Given instruction:
Lay out every line of the items below as a JSON list of strings, one string per line, with blank lines dropped and the pictures left out.

>>>>

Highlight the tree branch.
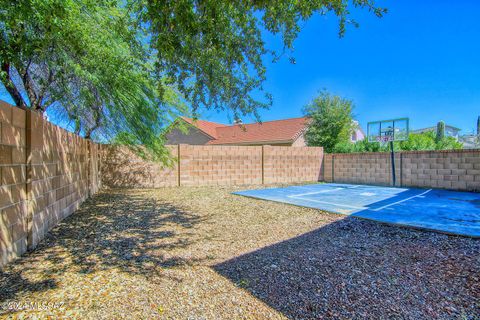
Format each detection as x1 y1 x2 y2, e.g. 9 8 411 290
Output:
2 62 27 109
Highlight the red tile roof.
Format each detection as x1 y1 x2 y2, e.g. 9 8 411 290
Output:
207 117 308 144
180 117 226 139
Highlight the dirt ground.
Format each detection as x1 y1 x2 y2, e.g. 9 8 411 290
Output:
0 187 480 319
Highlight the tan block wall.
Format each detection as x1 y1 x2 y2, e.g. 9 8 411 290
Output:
402 150 480 192
101 145 178 188
324 150 480 191
325 152 400 186
180 145 262 186
264 146 323 183
0 101 101 266
102 145 323 188
0 101 27 266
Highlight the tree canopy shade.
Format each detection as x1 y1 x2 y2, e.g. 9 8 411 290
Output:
0 0 385 156
133 0 385 118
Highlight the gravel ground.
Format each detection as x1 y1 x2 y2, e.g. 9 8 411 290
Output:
0 187 480 319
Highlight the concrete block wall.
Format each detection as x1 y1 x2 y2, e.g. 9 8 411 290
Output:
101 145 178 188
179 145 262 186
0 101 101 266
324 150 480 191
0 101 28 266
402 150 480 192
325 152 400 186
102 145 323 188
264 146 323 183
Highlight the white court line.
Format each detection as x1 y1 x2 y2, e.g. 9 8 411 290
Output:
287 188 432 211
288 198 368 210
287 188 345 198
287 185 360 198
371 189 432 211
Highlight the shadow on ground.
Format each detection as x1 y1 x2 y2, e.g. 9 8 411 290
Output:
214 217 480 319
0 191 204 301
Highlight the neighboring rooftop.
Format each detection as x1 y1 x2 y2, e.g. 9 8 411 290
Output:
180 117 226 139
208 117 308 144
181 117 308 145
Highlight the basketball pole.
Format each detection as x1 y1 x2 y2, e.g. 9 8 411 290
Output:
390 140 396 187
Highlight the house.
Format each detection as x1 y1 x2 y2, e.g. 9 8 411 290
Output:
166 117 364 147
410 124 462 140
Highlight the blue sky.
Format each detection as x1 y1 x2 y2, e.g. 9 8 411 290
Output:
203 0 480 133
0 0 480 133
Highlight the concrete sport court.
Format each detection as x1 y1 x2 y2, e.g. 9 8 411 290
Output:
234 183 480 238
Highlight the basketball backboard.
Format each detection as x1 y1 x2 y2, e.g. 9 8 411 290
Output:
367 118 409 143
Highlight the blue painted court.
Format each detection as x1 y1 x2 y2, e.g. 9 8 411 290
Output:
235 183 480 238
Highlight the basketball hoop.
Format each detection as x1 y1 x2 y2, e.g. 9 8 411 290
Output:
367 118 409 186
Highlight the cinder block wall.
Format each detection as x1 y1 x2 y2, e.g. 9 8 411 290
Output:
102 145 323 188
0 101 28 266
324 150 480 191
180 145 262 186
0 101 101 266
101 145 178 188
264 146 323 183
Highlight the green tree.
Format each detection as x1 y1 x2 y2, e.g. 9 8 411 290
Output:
435 121 445 142
0 0 187 157
334 131 463 153
0 0 385 159
136 0 386 118
304 91 354 152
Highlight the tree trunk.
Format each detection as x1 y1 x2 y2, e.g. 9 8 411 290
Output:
2 62 27 109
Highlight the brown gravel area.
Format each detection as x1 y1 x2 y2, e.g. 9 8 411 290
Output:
0 187 480 319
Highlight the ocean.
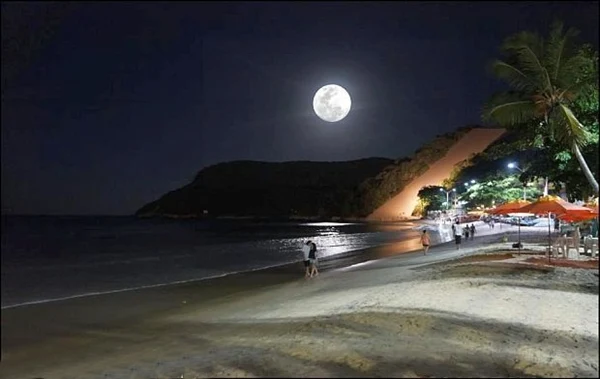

<<<<

Task solution:
[
  "Highlight the tree branch.",
  "Format each detection as x1 y1 x2 y2, e.g. 9 8 411 290",
  "Output:",
  "2 62 27 109",
  "Highlight the red tile roof.",
  "Format each detection as x1 y1 x2 y2, e.g. 9 8 411 290",
  "Output:",
  "207 117 308 144",
  "180 117 226 139",
  "Highlight the dirt ground.",
  "Format each detection as x1 y1 x2 y2, e.g. 9 8 411 290",
  "Output:",
  "0 187 480 319",
  "Highlight the tan block wall.",
  "Format each detection as x1 y1 x2 y2, e.g. 9 8 411 290",
  "Output:",
  "402 150 480 192",
  "101 145 178 188",
  "324 150 480 191",
  "325 152 400 186",
  "180 145 262 186",
  "264 146 323 183",
  "0 101 101 266",
  "102 145 323 188",
  "0 101 27 266",
  "Highlight the tree canopy shade.",
  "Format each detection as x1 y1 x2 y2, e.g. 9 8 411 290",
  "Output:",
  "0 0 385 156",
  "133 0 385 118",
  "Highlight the gravel ground.",
  "Format each detection as x1 y1 x2 y2, e.g. 9 8 411 290",
  "Output:",
  "0 187 480 319",
  "Highlight the concrete block wall.",
  "Format each detection as x1 y1 x2 y2, e.g. 9 8 411 290",
  "Output:",
  "101 145 178 188",
  "179 145 262 186",
  "0 101 101 266",
  "324 150 480 191",
  "0 101 28 266",
  "402 150 480 192",
  "325 152 400 186",
  "102 145 323 188",
  "264 146 323 183",
  "Highlight the white court line.",
  "Format each detection as x1 y1 x2 y2, e.g. 9 8 411 290",
  "Output:",
  "287 188 432 211",
  "288 198 368 210",
  "287 188 345 198",
  "287 185 360 198",
  "371 189 432 211",
  "Highlight the shadow on ground.",
  "Format each detection as x1 y1 x2 y2, e.g. 9 8 411 290",
  "Output:",
  "214 217 480 319",
  "0 191 204 301",
  "Highlight the neighboring rooftop.",
  "Format each detection as x1 y1 x2 y2, e.g. 9 8 411 290",
  "Output:",
  "180 117 226 139",
  "208 117 308 144",
  "181 117 308 145",
  "Highlight the basketball pole.",
  "Format each detection as x1 y1 x2 y2, e.g. 9 8 411 290",
  "Output:",
  "390 140 396 187",
  "Highlight the house.",
  "Format each detection as x1 y1 x2 y2, e.g. 9 8 411 290",
  "Output:",
  "166 117 364 147",
  "410 124 462 140",
  "Highlight the blue sky.",
  "Format each detection as x1 y1 x2 y2, e.g. 9 8 411 290",
  "Output:",
  "203 0 480 133",
  "0 0 480 133",
  "Highlight the concrete sport court.",
  "Format each detection as x1 y1 x2 y2, e.g. 9 8 411 290",
  "Output:",
  "234 183 480 238",
  "Highlight the basketball backboard.",
  "Format each detection as x1 y1 x2 y2, e.g. 9 8 411 290",
  "Output:",
  "367 118 409 143",
  "Highlight the blue painted court.",
  "Format each detection as x1 y1 x2 y2, e.g. 9 8 411 290",
  "Output:",
  "235 183 480 238",
  "Highlight the basketball hoop.",
  "Format each detection as x1 y1 x2 y2, e.g. 9 8 411 290",
  "Output:",
  "367 118 409 186",
  "Highlight the cinder block wall.",
  "Format each detection as x1 y1 x2 y2, e.g. 9 8 411 290",
  "Output:",
  "102 145 323 188",
  "0 101 28 266",
  "324 150 480 191",
  "180 145 262 186",
  "0 101 101 266",
  "101 145 178 188",
  "264 146 323 183",
  "Highlight the green tree.",
  "Format each detection as x1 y1 x2 y2, e.g. 9 8 411 290",
  "Output:",
  "435 121 445 142",
  "0 0 187 157",
  "334 131 463 153",
  "0 0 385 159",
  "136 0 386 118",
  "304 91 354 152",
  "Highlight the tree trunk.",
  "Format each detection as x1 y1 x2 y2, e.g. 9 8 411 290",
  "Output:",
  "2 62 27 109",
  "Highlight the brown gravel area.",
  "Format each detection as x1 y1 x2 y2, e.g. 9 8 411 290",
  "Output:",
  "0 187 480 319",
  "Highlight the ocean."
]